Gewone Dolfijn
Uiterlijk
De gewone dolfijn heeft om de ogen een zwarte ring die net op een bril lijkt door de uitloper naar achteren. Op de rug is de gewone dolfijn zwart, zijn buik is wit tot lichtgrijs. Het voorste deel van de zijkant is okergeel, het achterste gedeelte is lichtgrijs. In het midden van de zijkant komen de 4 kleuren bij elkaar in een soort zandloper tekening.


De gewone dolfijn heeft een opvallend lange smalle snuit. De dolfijn heeft in elke kaak helft 40 tot 55 tanden. Zijn lichaam is slank. De rugvin is naar achteren gebogen en is spits, driehoekig. De borstvinnen zijn ook naar achteren gebogen. Ze zijn ook driehoekig en lopen uit in een punt.Mannetjes worden iets groter dan de vrouwtjes. Een mannetje kan tot 2,3 meter lang worden en een vrouwtje tot 2,2 meter. De gewone dolfijn weegt maximaal 75 kilo.
Leefgebied en voedsel
De gewone dolfijn komt voor in bijna alle warme en gematigde wereldzeeën. Zowel in kustgebieden als op open zee. De gewone dolfijn zwemt vaak mee met schepen op de boeggolf. Het water in nederland en belgië is niet warm genoeg voor de gewone dolfijn maar toch worden ze hier soms gezien. Hij leeft gewoonlijk in groepen van 10 tot 500 dieren, maar er zijn ook groepen van wel 10,000 gewone dolfijnen waargenomen. Ook tuimelaars en witflankdolfijnen kunnen in zo''n groep voorkomen.

- Gegevensset
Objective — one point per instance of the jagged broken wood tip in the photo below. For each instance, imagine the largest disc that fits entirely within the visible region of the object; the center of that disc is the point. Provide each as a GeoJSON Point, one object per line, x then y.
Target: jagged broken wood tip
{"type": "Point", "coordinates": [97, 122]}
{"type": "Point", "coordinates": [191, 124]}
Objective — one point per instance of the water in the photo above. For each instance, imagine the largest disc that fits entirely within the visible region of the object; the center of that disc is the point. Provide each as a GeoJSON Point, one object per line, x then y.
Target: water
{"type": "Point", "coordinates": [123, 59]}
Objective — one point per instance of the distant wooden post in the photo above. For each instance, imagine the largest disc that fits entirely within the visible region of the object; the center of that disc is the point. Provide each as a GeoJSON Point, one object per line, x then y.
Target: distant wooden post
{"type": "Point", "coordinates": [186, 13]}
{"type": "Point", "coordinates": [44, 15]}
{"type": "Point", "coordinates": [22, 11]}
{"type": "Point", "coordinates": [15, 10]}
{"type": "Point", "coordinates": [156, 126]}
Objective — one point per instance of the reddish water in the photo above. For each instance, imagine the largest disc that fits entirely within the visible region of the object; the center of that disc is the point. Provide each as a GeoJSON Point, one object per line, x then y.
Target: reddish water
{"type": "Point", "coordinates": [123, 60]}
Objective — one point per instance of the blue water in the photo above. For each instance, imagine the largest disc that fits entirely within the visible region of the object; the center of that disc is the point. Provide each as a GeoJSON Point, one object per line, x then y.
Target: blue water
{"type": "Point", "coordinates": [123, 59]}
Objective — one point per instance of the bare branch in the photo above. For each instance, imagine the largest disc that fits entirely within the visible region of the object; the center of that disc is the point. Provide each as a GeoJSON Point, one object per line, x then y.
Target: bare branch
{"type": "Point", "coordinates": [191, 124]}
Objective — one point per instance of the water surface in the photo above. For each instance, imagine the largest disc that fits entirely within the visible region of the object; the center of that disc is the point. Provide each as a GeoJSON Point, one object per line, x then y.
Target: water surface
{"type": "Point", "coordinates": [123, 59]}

- Opdracht A
Hoe luidt de zin "De gewone dolfijn weegt maximaal 75 kilo." uit de tekst over de gewone dolfijn in het Engels?
- Opdracht B
Geef een vervolg op de tekst over de gewone dolfijn, aansluitend op de laatste zin.
De items heb je hiervoor niet nodig.

- Antwoord A
The common dolphin weighs a maximum of 75 kilos.

- Antwoord B
Tijdens het jagen kan de gewone dolfijn tot 8 minuten onder water blijven zonder adem te halen. Als ze niet jagen is dit veel korter. ze jagen ook in groepen, dan omcirkelen ze een school vissen en om de beurten duiken ze in de school en proberen dan zo veel mogelijk vissen te vangen. De gewone dolfijn slikt de vissen in 1 keer door zonder te kauwen. Ook drijven ze de scholen soms naar de oppervlakte en duwen ze dan uit het water. Ze vangen ze dan uit de lucht en eten ze op. Ze eten vooral middelgrote vissen en inktvissen.
Voortplanting
In het najaar en winter leven de manntjes en vrouwtjes gescheiden van elkaar. Het paren doet de gewone dolfijn aan de oppervlakte of onder water in de maanden juni tot september. De draagtijd is ongeveer 9 maanden. Dan word er 1 jong geboren, meerlingen komen haast niet voor, meestal vanaf het midden van de winter tot in de zomer.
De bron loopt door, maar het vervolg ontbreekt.